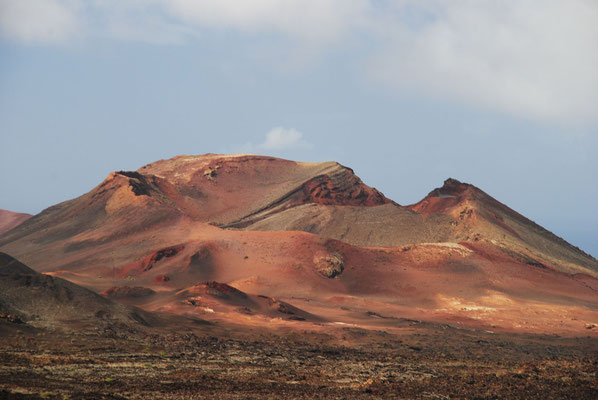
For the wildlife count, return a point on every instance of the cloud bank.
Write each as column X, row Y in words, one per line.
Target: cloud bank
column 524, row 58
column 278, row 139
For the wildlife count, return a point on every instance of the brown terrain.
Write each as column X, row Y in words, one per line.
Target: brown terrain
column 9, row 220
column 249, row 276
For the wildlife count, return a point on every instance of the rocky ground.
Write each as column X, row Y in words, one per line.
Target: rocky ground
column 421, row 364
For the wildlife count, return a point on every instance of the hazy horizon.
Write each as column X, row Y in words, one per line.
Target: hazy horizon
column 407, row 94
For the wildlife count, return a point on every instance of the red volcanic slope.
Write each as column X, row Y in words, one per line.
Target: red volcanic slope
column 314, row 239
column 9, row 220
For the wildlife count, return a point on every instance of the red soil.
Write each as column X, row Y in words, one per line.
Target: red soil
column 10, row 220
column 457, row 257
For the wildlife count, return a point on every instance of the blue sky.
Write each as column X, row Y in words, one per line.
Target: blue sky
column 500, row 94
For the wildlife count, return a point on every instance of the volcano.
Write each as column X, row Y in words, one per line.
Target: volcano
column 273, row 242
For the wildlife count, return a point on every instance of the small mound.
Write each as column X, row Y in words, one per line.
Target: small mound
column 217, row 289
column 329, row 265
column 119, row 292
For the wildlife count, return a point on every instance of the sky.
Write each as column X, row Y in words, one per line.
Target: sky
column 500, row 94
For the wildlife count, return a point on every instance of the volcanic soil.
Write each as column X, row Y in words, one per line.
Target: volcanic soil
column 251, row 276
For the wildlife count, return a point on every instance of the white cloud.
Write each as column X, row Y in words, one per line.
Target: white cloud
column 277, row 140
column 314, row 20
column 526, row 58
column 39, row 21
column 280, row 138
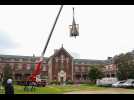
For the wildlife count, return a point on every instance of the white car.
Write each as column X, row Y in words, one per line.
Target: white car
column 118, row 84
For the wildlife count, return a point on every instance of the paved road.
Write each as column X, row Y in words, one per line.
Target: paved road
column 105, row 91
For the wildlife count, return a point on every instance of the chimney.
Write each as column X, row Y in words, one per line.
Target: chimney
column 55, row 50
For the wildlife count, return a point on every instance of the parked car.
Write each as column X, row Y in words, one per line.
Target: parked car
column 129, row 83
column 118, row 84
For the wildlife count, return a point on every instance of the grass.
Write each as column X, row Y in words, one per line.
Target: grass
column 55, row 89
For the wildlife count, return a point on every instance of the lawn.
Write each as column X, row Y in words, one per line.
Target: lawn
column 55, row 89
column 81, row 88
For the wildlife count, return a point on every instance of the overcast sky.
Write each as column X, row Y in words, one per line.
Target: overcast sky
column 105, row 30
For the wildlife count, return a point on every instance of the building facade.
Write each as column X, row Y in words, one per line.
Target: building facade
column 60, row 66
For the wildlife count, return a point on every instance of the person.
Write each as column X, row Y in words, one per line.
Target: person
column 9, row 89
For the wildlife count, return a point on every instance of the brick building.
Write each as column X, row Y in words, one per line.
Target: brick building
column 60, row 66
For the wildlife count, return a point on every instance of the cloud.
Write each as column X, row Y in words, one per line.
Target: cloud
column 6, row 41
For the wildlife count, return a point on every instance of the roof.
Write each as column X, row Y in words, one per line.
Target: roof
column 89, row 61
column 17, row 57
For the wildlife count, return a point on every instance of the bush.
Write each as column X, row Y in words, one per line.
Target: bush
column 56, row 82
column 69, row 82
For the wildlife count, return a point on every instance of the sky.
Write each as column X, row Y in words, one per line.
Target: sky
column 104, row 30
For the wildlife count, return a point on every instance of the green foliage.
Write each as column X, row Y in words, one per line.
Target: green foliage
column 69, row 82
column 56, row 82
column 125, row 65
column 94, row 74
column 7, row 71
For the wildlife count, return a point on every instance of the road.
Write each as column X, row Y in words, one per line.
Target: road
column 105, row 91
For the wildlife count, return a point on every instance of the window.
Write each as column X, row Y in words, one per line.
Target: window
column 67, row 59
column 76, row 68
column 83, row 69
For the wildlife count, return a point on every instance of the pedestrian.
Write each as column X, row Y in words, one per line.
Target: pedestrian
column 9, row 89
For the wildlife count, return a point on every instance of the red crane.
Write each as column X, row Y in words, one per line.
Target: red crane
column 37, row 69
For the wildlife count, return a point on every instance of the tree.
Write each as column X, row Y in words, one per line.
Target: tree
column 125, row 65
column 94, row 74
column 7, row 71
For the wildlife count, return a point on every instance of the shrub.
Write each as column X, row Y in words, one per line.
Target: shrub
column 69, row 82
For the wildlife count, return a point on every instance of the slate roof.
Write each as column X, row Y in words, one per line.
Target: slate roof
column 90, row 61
* * *
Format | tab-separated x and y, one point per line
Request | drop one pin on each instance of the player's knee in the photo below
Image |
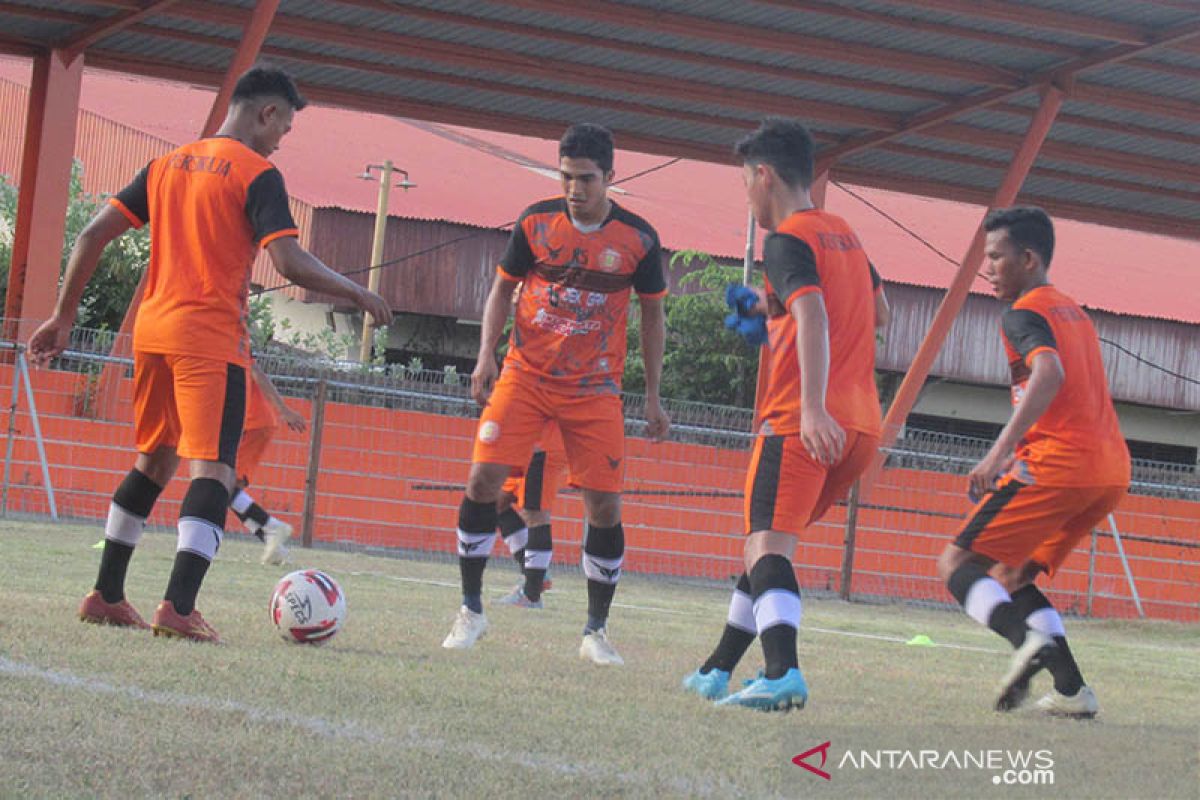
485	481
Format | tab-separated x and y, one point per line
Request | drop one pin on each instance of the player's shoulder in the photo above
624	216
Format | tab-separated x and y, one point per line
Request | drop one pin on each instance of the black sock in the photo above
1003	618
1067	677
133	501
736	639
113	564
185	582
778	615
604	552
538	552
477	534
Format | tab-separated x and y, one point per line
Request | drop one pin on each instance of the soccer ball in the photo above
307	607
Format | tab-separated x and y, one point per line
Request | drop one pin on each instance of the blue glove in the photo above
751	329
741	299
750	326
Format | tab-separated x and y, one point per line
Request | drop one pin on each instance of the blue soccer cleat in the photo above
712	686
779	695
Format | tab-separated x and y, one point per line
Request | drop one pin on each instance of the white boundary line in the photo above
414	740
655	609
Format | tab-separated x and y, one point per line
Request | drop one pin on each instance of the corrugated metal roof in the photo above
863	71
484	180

> _Given problem_:
Quote word for word the material from the line containing "of the road." through the line containing "column 83, row 69", with both of those lines included.

> _The completed task_:
For the wildlife count, return a point on every instance of the road.
Write each as column X, row Y in words, one per line.
Target: road
column 105, row 91
For the wildlife count, return a point on every instance of the window.
Write each as column X, row Y in words, one per line.
Target: window
column 67, row 59
column 76, row 68
column 83, row 69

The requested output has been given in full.